_RAW RECORDS_

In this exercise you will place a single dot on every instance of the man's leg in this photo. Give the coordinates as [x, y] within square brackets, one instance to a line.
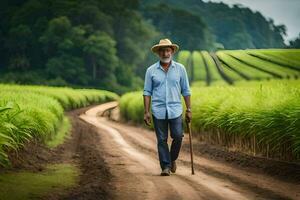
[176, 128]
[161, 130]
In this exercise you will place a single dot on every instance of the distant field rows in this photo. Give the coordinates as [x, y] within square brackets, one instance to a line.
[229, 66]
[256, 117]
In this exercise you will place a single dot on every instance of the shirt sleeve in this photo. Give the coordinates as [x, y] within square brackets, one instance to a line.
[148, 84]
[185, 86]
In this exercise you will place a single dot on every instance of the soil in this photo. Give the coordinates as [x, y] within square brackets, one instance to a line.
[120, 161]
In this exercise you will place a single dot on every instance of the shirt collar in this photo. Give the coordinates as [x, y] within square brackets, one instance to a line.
---
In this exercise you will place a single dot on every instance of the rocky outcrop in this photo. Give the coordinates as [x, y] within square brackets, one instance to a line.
--
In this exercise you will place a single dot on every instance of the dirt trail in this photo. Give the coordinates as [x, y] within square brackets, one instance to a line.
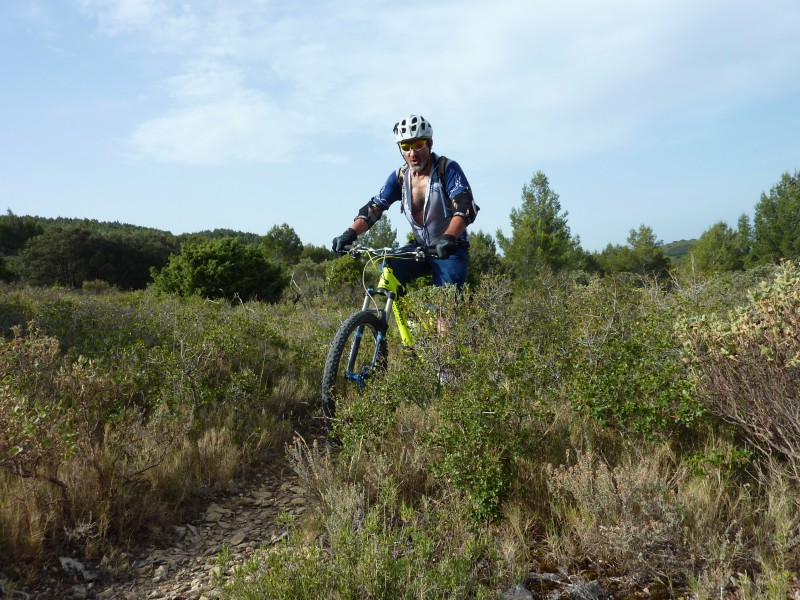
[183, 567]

_TASK INSTRUCTIONS_
From the data above, pull out each line that contains the string "shirt" and list those lines unchanged.

_RESULT FOR THIS TASK_
In this exercise you will place a single dot on every instance of the shirt sleeve in this photo. Give the coordinates as [x, y] within square brackets, one instance to a line.
In this exercise you will place a single dot on every instance of the shirt collar in this photo. Give the coordinates as [x, y] within square brackets, one instance to a line.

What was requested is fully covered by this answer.